Führe den Forumsbeitrag über die seltsamen Internetprobleme nach seinem letzten Satz weiter.

::: Textauszug

# Sehr seltsame Internetprobleme



## GodWar (25. Juni 2010)

Guten Tag!

Ich weiß schon gar nicht wie es beschreiben soll. Ich habe Internet von Unity Media, einen DIR-300 mit aktuellster Firmware und Windows 7. Die üblichen Virentools und Firewall!

Folgendes passiert IMMER nach ein paar Stunden. Irgendwann während des surfens geht in Browser plötzlich nichts mehr. Aber auch nur da, den Sachen wie Skype, ICQ oder Games en noch tadellos. D.h. wenn ich eine Homepage öffnen möchte passiert nichts. Manchmal sogar passiert es, das ich die Quelldatei plötzlich als Download angeboten bekomme. Es öffnet sich keine Page mehr in keinem Browser. Und das immer nach mehreren Stunden meist so 6 bis 9h. Was mich halt wundert das nur das surfen betroffen ist und nichts anderes. Nachdem ich Windows dann neu starte geht wieder alles für ein paar Stunden. Alles also regelmäßig! Ich habe erst meinen RAM vermutet aber das Problem habe ich auf meinem Handy auch. Nun vermute ich den Router, aber was soll das sein?

::::::
::: Vorliegende Angaben

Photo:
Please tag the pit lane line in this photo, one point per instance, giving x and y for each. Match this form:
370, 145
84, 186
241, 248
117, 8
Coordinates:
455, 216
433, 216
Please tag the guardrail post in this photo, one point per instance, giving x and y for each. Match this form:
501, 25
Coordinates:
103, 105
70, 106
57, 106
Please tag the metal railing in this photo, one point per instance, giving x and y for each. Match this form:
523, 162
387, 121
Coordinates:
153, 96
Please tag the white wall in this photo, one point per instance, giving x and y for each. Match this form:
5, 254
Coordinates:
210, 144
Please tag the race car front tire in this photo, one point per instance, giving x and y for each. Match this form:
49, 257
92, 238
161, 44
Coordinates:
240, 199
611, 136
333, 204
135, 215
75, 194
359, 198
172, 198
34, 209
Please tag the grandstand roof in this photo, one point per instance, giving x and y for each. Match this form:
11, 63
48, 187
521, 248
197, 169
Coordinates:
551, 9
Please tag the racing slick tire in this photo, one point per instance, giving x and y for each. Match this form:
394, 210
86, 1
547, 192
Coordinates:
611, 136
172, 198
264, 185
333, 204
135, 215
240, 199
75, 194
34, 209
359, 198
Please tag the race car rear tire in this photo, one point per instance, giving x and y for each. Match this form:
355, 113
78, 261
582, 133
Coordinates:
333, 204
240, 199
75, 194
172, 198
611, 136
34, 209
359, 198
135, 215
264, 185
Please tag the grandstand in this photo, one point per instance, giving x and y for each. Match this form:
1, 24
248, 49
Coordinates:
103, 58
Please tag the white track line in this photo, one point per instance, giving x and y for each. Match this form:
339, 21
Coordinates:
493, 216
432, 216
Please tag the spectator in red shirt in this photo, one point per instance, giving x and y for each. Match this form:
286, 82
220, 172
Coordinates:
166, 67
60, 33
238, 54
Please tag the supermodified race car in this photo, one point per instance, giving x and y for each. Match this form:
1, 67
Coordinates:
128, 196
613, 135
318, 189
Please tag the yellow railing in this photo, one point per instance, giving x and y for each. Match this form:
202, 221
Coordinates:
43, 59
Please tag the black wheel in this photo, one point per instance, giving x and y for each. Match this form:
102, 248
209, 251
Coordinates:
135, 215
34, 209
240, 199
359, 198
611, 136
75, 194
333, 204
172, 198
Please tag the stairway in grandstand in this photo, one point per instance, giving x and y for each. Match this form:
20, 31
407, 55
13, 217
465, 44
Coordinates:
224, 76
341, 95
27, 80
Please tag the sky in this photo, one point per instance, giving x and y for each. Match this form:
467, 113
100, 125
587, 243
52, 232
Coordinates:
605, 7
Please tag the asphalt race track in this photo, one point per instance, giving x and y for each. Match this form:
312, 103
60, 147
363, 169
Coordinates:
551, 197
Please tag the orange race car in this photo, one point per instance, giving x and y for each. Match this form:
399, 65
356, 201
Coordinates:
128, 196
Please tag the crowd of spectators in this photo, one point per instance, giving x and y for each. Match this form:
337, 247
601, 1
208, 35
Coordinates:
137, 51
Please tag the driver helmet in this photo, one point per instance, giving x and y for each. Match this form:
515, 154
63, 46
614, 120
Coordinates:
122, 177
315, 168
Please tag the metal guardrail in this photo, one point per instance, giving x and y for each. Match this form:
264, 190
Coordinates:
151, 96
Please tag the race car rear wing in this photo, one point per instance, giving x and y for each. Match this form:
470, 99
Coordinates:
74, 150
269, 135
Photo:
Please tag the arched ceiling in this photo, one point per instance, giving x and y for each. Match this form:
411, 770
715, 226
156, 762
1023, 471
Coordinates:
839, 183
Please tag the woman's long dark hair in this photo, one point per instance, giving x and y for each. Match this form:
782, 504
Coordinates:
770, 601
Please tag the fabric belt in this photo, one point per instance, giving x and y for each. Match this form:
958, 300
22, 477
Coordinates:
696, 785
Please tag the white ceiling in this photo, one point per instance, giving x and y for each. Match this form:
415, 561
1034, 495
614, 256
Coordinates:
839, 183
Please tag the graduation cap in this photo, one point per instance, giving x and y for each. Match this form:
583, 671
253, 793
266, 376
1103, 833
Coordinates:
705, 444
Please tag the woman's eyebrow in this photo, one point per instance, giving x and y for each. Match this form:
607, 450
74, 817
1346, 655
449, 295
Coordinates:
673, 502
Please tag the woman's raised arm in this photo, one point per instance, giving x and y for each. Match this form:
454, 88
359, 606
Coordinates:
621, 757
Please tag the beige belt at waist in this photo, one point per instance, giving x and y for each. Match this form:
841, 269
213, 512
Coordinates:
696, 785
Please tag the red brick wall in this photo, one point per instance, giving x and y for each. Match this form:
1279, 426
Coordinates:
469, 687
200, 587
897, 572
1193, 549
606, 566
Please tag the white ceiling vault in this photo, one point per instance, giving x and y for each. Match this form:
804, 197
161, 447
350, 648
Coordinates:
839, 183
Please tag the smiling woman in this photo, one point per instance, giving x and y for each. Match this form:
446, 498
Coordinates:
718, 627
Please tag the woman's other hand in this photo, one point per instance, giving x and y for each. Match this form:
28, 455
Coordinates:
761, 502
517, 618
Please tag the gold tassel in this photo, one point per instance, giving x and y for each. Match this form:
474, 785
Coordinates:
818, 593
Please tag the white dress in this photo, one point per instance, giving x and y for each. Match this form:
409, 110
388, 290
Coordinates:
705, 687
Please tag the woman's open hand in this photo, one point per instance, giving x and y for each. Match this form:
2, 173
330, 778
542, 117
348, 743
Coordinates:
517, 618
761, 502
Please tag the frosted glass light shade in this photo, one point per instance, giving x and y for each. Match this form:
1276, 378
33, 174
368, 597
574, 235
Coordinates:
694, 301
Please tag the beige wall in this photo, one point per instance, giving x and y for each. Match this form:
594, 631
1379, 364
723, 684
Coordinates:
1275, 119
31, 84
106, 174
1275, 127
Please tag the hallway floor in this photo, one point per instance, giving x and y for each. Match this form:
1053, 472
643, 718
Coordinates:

::::::

Antwort>
Ich hab mal ein Router Protokol angehängt und eine Datei die mir angeboten wird zum Download. Weiß jetzt nicht welche Seite aber das ist bei jeder...

Bitte um Hilfe


----------



## chmee (29. Juni 2010)

Steht Dein Router an ungünstiger Stelle?
Wird er zu heiß?
Treten die Probleme über LAN und/oder WLAN auf?

mfg chmee


----------



## GodWar (29. Juni 2010)

Was heiß ungünstig? Er steht im selben Raum für mein PC. Halben Meter daneben Telefon, Reciever und UnityBox. Ansonsten ist hier nix!
Heißt muss ich mal testen!
Probleme sind WLAN! Und beschränken sich NUR aufs browsen! Jeder egal welcher! Wenn garnichts merh gehen würde, würd ich sagen Router kaputt aber es beschränkt sich nun mal nur aufs surven!


----------



## chmee (29. Juni 2010)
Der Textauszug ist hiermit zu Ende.